Search the listing below for the word "point" and return each line that contains it.

### Data records
◇ ◇ ◇ ◇
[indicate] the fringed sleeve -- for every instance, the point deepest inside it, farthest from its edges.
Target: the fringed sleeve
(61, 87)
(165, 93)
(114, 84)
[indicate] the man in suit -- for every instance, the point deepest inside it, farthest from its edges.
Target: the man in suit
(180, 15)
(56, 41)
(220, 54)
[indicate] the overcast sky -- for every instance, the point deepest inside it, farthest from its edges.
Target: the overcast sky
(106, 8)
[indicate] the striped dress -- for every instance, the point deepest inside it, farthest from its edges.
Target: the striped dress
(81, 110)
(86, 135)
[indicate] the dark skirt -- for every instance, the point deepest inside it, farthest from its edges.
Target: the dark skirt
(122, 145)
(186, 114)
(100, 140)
◇ ◇ ◇ ◇
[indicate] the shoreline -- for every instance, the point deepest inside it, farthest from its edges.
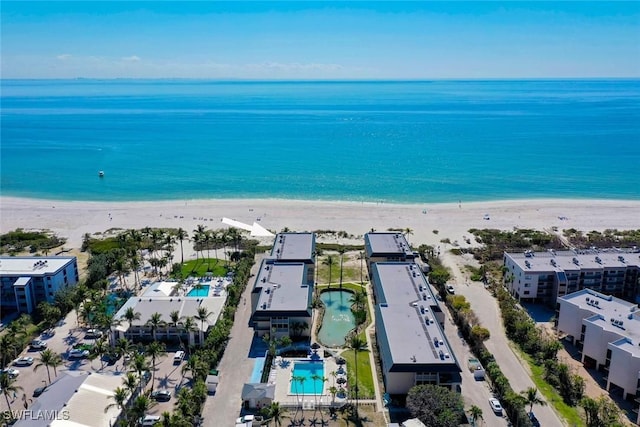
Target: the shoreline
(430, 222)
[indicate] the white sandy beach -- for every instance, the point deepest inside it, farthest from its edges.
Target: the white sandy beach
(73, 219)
◇ ◇ ◇ ◇
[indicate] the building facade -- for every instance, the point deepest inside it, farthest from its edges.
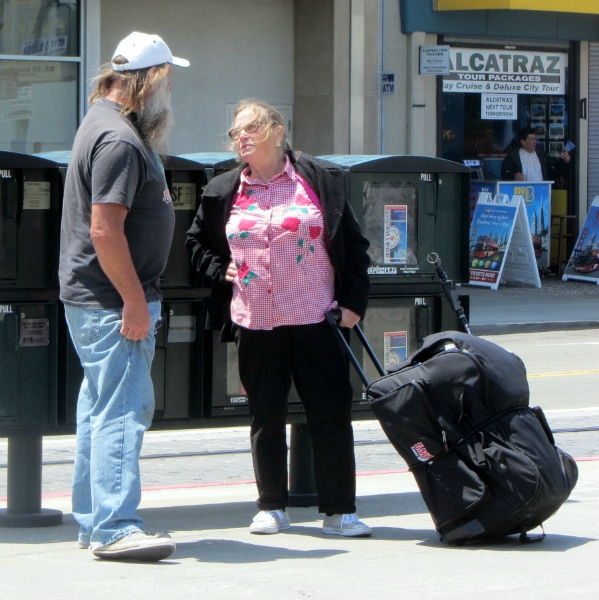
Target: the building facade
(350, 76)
◇ ◇ ◇ ◇
### Solved exercise
[indicate] the fringed sleeve -- for every instance, the point deepest inside it, farthest from its edges.
[indicate] the man in suit -- for every instance, the point deepest inside it, farthest from its edges.
[indicate] the overcast sky -- for every instance, the point deepest inside it, farthest from its edges.
[indicate] the striped dress -- for every instance, the point deepest inside it, farthest from its edges.
[indicate] the dark skirt -- for every instance, the point deepest inside it, farthest from its edges.
[indicate] the shoreline -- for every instance, the point deepest inside it, farthest from its edges.
[indicate] the white sandy beach -- for every instance, the point deepest inside it, farthest from its edges.
[indicate] the building facade -- for every instance, the point deepest inside it, farthest from its edges.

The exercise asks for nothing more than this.